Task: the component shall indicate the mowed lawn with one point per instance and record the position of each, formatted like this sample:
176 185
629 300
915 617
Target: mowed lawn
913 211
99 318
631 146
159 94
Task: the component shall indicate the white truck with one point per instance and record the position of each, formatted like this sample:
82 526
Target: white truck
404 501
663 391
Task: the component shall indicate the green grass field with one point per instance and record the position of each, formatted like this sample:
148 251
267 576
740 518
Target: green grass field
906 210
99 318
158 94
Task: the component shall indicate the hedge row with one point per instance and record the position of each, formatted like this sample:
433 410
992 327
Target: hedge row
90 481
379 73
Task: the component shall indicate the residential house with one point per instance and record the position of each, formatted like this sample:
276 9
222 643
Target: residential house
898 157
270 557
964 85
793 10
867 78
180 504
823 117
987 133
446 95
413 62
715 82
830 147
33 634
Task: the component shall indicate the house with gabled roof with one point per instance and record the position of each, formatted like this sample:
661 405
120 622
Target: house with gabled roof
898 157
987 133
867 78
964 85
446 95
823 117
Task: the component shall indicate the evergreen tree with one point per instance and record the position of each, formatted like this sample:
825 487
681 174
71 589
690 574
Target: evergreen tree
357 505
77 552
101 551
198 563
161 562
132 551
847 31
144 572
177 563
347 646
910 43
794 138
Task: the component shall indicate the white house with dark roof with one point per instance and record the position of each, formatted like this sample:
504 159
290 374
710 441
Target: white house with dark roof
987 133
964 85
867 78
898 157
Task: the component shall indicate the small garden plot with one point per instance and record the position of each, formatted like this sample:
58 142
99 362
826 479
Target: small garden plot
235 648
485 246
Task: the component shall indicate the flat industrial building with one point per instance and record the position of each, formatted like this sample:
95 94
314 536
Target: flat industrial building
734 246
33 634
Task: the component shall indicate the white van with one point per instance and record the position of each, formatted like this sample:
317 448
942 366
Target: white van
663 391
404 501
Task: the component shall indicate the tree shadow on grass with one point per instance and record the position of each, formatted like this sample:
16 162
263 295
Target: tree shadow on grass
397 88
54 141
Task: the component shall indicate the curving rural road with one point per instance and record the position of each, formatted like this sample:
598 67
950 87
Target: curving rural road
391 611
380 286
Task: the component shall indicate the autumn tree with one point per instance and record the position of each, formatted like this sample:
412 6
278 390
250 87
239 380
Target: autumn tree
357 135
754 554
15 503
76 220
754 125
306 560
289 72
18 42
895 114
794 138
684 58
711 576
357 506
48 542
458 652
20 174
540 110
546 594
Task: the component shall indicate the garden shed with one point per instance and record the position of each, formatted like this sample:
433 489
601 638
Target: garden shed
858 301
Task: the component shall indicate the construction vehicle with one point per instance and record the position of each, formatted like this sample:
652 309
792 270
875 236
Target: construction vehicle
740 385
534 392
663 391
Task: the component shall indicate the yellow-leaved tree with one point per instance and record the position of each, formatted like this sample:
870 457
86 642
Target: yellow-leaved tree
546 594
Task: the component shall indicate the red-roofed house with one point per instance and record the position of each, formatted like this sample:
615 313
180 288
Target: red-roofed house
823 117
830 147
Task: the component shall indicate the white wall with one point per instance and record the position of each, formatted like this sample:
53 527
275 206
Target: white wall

--- Goal ---
In the records above, swap each "Target" for "Object" and write all the lines out again with nothing else changed.

--- The reply ---
Task: the component shall indicate the mowed lawn with one point per instance and record the position of each, formatted like this sample:
176 185
629 300
915 617
Object: mowed lawn
913 211
99 318
631 146
159 94
Task: the component shall indicate the white truck with one point per instance and record the position of each, formatted like this sample:
82 526
Object: white truck
404 501
663 391
Task: the component shall indicate the green grass field with one point per instance and record the position of each, formatted like this sample:
148 251
267 576
740 518
Object: green grass field
906 210
99 318
158 94
Task: the component shall indicate the hedge row with one point per instance and record the position of each, formatted like this sample:
433 410
992 327
Object: hedge row
90 481
379 73
Task: the component shall indicate the residential house with one point per instance and record the position of each, formatted like this sample:
276 9
222 643
Object: residential house
898 157
270 557
964 85
793 10
867 78
180 504
823 117
987 133
446 95
413 62
715 82
830 147
33 634
Task: the component shall indicate the house with gabled roof with one point per instance and record the position of each, formatted like this sample:
661 405
120 622
Object: house with gabled roof
898 157
987 133
867 78
964 85
446 95
823 117
Task: the component shall indicate the evergreen tree with one point per instance and record the position of each, formatted like this sample:
825 487
681 174
71 589
690 574
Object: evergreen tree
357 505
77 552
101 551
198 563
161 562
132 551
847 31
144 572
177 563
347 646
910 43
794 138
Task: the component shall indicate the white house with dark roof with one point per instance and record the position of each, formatted like this sample:
504 159
290 374
710 441
Object: white house with dark roof
987 133
964 85
867 78
898 157
Task: the component shall indicate the small garden plot with one point per instance and record the position of each, formatted like this sample:
58 142
99 362
826 479
Object: small garden plot
235 648
485 246
Task: the component shall indicate the flat industrial building with one point per instance and record the position of each, formatted like this sample:
95 94
314 536
Object: flat industrial building
734 246
33 634
Task: the component shall indicate the white van with one point per instance and record the position of each, formatted like this sample:
317 448
942 366
Object: white van
663 391
404 501
Task: the component shall indicate the tree shadow on grass with one point per instance and record the position of each, formatted like this sample:
16 162
263 295
Object: tree shadow on grass
397 88
54 141
Task: the component shall indicate the curving rural road with one point per instance and record the position of each, formatted like this sample:
598 67
950 87
Object: curving rural road
391 611
380 286
Task: the component shall indicate the autumn tree with one point per instance and record the position of each, formatted like this sample:
412 6
278 390
250 87
239 380
Object: autumn tree
357 135
754 554
15 503
76 220
754 125
306 560
289 72
18 42
895 114
794 138
684 58
711 576
357 506
48 542
458 652
20 174
540 110
546 594
Task: the component shall indicate the garden shed with one point per instance and record the position of each, formatted like this sample:
433 489
601 638
Object: garden shed
858 301
Task: the component shall indicate the construction vehicle with one point per instance and record the position of each, formatted like this sample:
652 309
792 270
875 236
Object: construction vehicle
740 385
534 392
663 391
Task: the component shall indicate the yellow-leaved tree with one point per instance and record the position of each, formatted like this sample:
870 457
86 642
Object: yellow-leaved tree
546 594
Task: the component shall indicate the red-roofed house with one point per instance and record the position of each, formatted like this sample:
615 313
180 288
Object: red-roofed house
823 117
830 147
Task: the component shall indicate the white wall with one point per instance and record the position of each, formatted like this sample:
53 527
275 206
Object: white wall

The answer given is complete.